§ REQUIRED WORK
From the records below, transcribe only the lines running from the one with "Target: person walking" through the one with "like (180, 100).". Keep both of those end lines.

§ MATERIAL PROVIDED
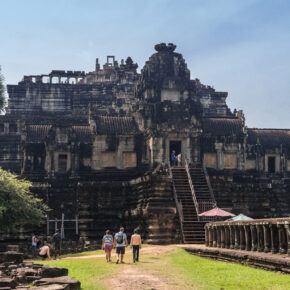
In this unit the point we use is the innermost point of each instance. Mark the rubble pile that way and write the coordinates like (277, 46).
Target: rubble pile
(16, 274)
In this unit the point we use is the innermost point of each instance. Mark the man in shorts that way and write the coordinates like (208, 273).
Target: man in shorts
(120, 243)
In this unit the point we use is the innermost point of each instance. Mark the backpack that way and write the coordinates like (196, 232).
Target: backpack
(120, 238)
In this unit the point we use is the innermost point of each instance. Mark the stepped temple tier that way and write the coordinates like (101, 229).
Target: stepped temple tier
(97, 148)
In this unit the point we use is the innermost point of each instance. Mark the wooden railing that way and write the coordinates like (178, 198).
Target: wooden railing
(192, 189)
(178, 204)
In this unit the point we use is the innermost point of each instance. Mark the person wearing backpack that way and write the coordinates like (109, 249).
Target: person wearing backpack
(56, 238)
(120, 243)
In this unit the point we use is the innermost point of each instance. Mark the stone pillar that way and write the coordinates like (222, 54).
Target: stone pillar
(222, 236)
(274, 238)
(287, 230)
(282, 239)
(248, 240)
(266, 238)
(218, 233)
(254, 238)
(260, 238)
(210, 236)
(242, 238)
(237, 237)
(206, 236)
(232, 237)
(227, 237)
(214, 239)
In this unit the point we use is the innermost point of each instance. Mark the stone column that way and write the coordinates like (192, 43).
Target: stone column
(214, 240)
(248, 240)
(206, 236)
(260, 238)
(274, 238)
(210, 236)
(218, 236)
(222, 236)
(227, 237)
(242, 238)
(254, 238)
(282, 239)
(266, 238)
(237, 237)
(232, 237)
(287, 230)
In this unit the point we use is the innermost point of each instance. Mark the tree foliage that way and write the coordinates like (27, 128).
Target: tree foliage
(18, 206)
(2, 92)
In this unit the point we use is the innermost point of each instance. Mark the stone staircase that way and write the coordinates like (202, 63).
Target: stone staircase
(193, 229)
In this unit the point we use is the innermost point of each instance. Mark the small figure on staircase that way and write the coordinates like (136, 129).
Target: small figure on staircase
(173, 158)
(179, 160)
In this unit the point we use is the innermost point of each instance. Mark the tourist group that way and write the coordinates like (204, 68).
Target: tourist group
(119, 242)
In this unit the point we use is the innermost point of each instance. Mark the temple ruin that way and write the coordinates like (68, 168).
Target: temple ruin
(97, 146)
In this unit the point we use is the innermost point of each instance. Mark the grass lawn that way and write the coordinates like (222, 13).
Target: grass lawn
(186, 271)
(202, 273)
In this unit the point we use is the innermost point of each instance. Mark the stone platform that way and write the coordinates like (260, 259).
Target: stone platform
(266, 261)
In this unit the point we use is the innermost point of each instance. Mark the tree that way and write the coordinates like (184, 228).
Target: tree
(2, 92)
(18, 206)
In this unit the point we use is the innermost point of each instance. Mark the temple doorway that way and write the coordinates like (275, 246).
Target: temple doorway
(176, 146)
(271, 164)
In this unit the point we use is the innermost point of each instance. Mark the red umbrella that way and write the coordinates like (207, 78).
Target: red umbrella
(217, 212)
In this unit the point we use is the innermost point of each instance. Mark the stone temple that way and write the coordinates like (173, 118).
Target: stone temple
(97, 147)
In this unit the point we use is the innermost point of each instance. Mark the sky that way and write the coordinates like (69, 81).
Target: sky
(241, 47)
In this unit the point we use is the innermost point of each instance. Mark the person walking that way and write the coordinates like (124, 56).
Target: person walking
(179, 159)
(56, 239)
(120, 243)
(135, 243)
(34, 244)
(107, 245)
(173, 158)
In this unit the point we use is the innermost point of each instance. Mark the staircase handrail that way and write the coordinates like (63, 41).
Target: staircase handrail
(180, 214)
(192, 189)
(208, 183)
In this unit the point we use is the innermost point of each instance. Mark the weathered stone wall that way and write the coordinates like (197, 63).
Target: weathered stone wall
(253, 194)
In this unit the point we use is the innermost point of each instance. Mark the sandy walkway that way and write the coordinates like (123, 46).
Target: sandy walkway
(155, 250)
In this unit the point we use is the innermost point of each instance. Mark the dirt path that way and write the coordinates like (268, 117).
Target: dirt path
(134, 276)
(154, 250)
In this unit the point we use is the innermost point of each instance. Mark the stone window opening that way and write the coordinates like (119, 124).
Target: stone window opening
(12, 128)
(271, 164)
(176, 146)
(62, 163)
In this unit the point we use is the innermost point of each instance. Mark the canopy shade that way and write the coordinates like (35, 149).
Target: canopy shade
(217, 212)
(240, 217)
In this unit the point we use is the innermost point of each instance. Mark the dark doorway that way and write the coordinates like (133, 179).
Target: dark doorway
(176, 146)
(271, 164)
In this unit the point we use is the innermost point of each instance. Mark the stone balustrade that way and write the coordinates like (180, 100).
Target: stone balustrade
(262, 235)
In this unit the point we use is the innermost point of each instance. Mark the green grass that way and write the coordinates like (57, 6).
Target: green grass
(183, 270)
(203, 273)
(87, 253)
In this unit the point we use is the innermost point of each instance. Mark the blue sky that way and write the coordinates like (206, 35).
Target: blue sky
(239, 46)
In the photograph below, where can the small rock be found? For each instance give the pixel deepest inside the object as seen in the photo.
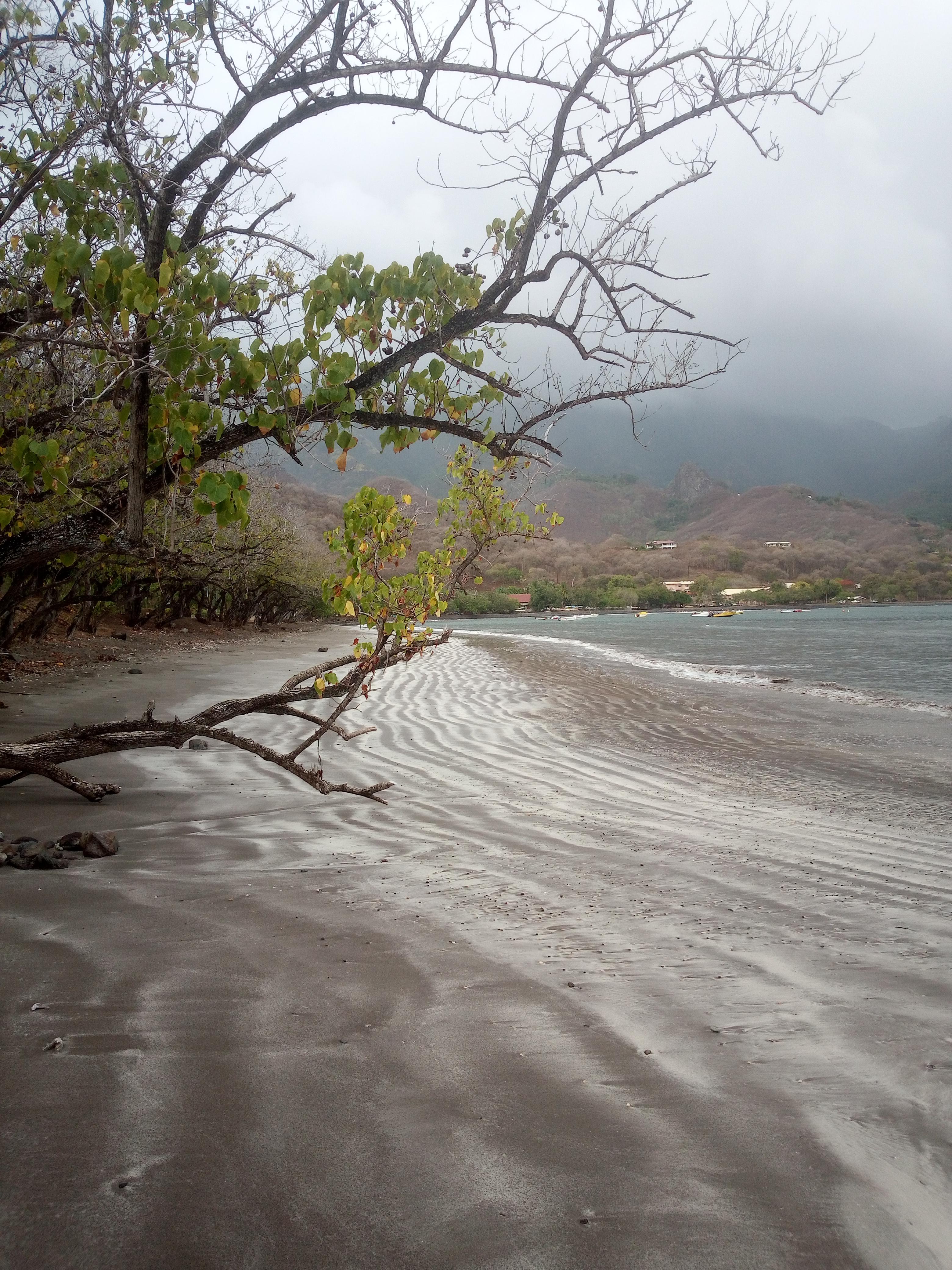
(98, 845)
(51, 858)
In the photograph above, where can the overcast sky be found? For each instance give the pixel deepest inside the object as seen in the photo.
(836, 263)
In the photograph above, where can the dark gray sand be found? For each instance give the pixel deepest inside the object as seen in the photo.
(304, 1032)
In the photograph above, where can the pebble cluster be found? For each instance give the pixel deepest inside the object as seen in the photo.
(28, 853)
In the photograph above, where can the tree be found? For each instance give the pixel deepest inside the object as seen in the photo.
(546, 595)
(157, 314)
(395, 608)
(150, 288)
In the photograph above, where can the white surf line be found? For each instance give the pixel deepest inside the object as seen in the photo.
(724, 675)
(526, 761)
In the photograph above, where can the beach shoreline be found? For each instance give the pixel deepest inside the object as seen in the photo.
(367, 1010)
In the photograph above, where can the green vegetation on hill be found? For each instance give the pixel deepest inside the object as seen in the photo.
(616, 591)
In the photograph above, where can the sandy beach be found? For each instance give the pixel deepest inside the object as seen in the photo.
(624, 974)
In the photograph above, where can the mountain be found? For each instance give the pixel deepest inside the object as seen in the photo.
(857, 459)
(908, 470)
(696, 507)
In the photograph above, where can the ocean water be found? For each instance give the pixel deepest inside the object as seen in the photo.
(879, 656)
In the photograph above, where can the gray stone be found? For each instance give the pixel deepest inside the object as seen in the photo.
(51, 859)
(98, 845)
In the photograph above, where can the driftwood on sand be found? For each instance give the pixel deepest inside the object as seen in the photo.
(46, 755)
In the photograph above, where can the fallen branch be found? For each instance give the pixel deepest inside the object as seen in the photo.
(45, 755)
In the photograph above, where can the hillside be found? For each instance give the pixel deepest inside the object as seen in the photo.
(608, 522)
(908, 470)
(857, 458)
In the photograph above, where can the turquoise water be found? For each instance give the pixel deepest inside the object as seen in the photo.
(885, 655)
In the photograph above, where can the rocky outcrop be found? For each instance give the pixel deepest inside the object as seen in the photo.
(31, 854)
(691, 483)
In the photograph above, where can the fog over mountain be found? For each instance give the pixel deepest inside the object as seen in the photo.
(908, 469)
(856, 458)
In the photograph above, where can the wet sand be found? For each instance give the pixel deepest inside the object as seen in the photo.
(306, 1032)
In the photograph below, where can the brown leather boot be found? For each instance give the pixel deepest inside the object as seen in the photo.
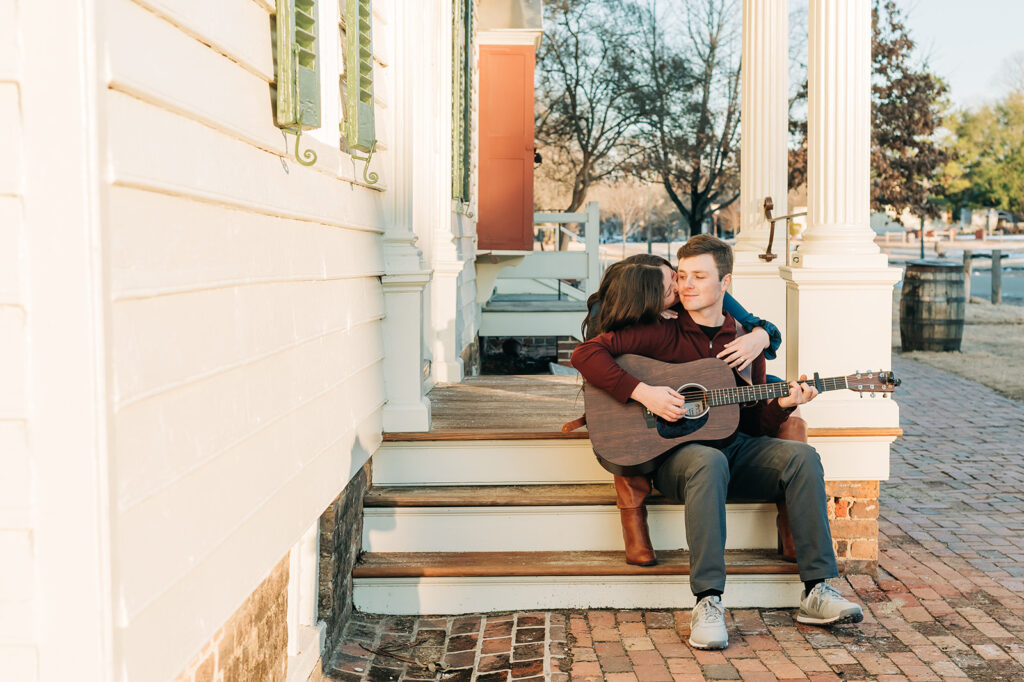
(631, 492)
(794, 428)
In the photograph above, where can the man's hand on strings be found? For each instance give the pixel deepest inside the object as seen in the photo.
(662, 400)
(742, 350)
(800, 393)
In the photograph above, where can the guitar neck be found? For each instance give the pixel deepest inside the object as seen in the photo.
(720, 396)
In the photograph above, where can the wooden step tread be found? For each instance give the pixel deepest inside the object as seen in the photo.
(548, 305)
(566, 495)
(480, 564)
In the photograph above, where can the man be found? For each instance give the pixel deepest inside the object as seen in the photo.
(748, 465)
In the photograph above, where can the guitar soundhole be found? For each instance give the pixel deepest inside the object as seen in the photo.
(693, 419)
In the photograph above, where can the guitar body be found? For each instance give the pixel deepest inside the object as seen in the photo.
(628, 440)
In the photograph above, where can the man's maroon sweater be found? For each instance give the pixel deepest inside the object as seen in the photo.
(671, 341)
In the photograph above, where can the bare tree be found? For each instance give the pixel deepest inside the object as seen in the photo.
(691, 107)
(633, 203)
(581, 117)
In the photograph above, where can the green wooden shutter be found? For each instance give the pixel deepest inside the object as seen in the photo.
(298, 65)
(359, 75)
(462, 80)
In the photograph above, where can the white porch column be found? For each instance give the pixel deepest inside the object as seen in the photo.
(406, 278)
(840, 286)
(763, 154)
(839, 120)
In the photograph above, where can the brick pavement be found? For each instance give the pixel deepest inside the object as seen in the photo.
(947, 603)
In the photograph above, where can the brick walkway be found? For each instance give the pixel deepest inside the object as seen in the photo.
(948, 602)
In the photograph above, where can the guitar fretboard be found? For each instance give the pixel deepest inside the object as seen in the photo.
(720, 396)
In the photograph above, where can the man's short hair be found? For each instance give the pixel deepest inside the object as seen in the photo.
(720, 251)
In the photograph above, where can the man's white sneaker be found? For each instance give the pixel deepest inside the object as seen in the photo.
(708, 625)
(824, 605)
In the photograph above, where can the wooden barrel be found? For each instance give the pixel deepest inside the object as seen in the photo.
(932, 306)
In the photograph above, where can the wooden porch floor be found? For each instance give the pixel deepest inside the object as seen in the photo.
(531, 408)
(507, 408)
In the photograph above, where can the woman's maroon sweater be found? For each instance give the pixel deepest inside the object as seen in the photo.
(671, 341)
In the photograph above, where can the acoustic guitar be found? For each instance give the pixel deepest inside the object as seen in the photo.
(629, 438)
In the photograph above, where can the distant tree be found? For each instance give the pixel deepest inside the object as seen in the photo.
(987, 165)
(633, 204)
(907, 103)
(689, 98)
(583, 122)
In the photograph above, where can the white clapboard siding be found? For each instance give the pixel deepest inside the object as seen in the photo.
(10, 139)
(163, 245)
(240, 326)
(185, 521)
(8, 41)
(15, 488)
(189, 159)
(230, 27)
(13, 359)
(166, 437)
(157, 61)
(16, 589)
(11, 252)
(175, 623)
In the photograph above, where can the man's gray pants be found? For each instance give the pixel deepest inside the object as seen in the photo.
(749, 468)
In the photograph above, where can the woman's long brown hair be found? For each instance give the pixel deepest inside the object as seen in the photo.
(595, 324)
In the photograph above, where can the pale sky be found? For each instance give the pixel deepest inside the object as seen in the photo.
(967, 42)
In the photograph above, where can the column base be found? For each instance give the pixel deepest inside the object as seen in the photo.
(403, 418)
(448, 372)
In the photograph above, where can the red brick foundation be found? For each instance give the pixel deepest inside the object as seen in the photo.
(853, 515)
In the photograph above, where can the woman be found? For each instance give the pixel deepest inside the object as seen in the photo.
(622, 303)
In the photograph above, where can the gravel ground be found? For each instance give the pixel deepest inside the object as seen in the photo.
(992, 351)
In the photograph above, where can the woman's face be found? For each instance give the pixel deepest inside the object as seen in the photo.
(669, 281)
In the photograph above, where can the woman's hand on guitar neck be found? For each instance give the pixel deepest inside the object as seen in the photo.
(799, 393)
(662, 400)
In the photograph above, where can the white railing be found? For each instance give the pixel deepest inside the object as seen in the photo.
(570, 264)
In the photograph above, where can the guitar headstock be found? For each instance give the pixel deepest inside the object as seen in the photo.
(872, 382)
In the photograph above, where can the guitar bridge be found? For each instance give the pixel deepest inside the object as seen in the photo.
(650, 418)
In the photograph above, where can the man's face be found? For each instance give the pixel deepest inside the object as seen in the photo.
(698, 285)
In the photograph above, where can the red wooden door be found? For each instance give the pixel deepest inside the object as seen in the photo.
(506, 209)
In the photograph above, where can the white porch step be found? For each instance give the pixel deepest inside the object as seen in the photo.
(449, 584)
(501, 461)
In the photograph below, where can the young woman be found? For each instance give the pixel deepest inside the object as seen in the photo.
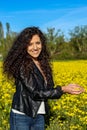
(28, 63)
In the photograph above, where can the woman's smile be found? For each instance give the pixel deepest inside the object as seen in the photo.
(34, 47)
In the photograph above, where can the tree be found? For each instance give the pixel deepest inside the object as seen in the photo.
(1, 31)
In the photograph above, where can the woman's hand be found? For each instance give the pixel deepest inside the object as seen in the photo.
(73, 89)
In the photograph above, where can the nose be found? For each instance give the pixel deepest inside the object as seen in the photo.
(34, 46)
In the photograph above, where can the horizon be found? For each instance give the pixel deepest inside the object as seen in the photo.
(63, 15)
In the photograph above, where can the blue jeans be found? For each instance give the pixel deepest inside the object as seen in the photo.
(24, 122)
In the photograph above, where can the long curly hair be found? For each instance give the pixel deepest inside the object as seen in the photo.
(18, 56)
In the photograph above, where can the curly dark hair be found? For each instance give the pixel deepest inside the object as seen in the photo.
(18, 56)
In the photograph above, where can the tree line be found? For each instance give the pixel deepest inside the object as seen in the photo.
(60, 48)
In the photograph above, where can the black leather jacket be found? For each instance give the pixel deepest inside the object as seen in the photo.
(30, 91)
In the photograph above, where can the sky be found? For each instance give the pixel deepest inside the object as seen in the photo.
(58, 14)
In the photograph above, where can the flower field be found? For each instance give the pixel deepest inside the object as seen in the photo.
(67, 113)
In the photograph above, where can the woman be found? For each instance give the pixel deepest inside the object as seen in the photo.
(28, 63)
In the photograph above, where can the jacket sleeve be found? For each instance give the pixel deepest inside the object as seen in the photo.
(39, 94)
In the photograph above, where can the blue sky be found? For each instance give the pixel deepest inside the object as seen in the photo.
(64, 14)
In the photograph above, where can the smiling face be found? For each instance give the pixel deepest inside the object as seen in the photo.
(34, 47)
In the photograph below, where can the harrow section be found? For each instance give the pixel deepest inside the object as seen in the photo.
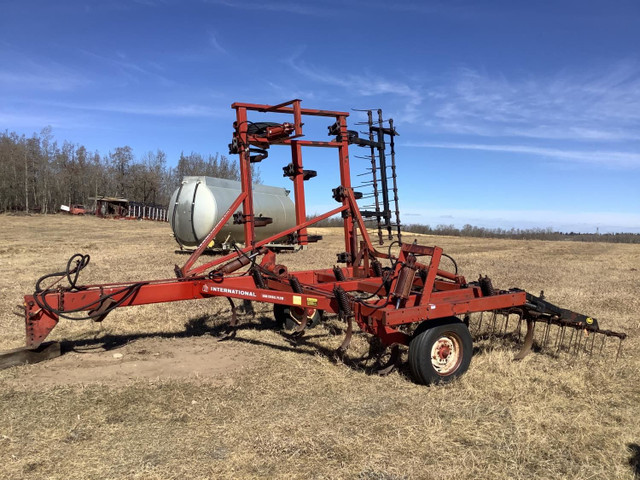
(406, 299)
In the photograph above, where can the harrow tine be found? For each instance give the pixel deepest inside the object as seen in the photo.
(570, 340)
(493, 324)
(480, 323)
(619, 349)
(528, 341)
(344, 346)
(299, 330)
(545, 336)
(506, 324)
(231, 328)
(393, 362)
(559, 335)
(593, 340)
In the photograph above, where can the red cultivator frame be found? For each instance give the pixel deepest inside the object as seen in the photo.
(383, 301)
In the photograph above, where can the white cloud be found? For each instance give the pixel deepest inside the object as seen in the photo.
(43, 76)
(597, 104)
(168, 110)
(216, 45)
(299, 8)
(616, 159)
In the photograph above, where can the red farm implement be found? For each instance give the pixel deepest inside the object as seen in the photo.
(412, 301)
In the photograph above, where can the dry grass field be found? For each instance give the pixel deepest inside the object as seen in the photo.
(151, 394)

§ TASK OUTPUT
Target: person walking
(179, 159)
(56, 239)
(120, 243)
(135, 243)
(34, 244)
(107, 245)
(173, 158)
In this unit the point we use is the innermost point of each instance. Mark the staircase handrail that way and write the coordinates like (63, 41).
Target: staircase handrail
(180, 214)
(192, 189)
(208, 183)
In this unit the point we use is the innermost point of each instance. Mark the weathered stone wall that way and write the coordinates like (197, 63).
Target: weathered stone wall
(253, 194)
In this unit the point we use is the innermost point of each instance. Mark the sandy walkway that way and write the coordinates like (123, 46).
Target: sandy walkway
(155, 250)
In this unit the point we use is the innermost point of each instance. Mark the dirt path that way and write the coordinates like (268, 117).
Target: dirt path
(134, 276)
(154, 250)
In this unit the point we use is the innermost point of each instance. Mark the stone window opening that way and write the coordinates like (119, 124).
Target: stone window opening
(12, 128)
(271, 164)
(176, 146)
(62, 163)
In this unit the point we use is the innermost point of each instance. Mark the canopy shade that way and write the coordinates like (35, 149).
Target: canopy shade
(217, 212)
(240, 217)
In this unit the point we use is the innermost point of each instance. Mark the dark doorway that way and write the coordinates like (133, 179).
Target: dark doorway
(176, 146)
(271, 164)
In this unit the point we use is the innermost point of each instance. Mark the stone balustrade that way and write the coordinates like (180, 100).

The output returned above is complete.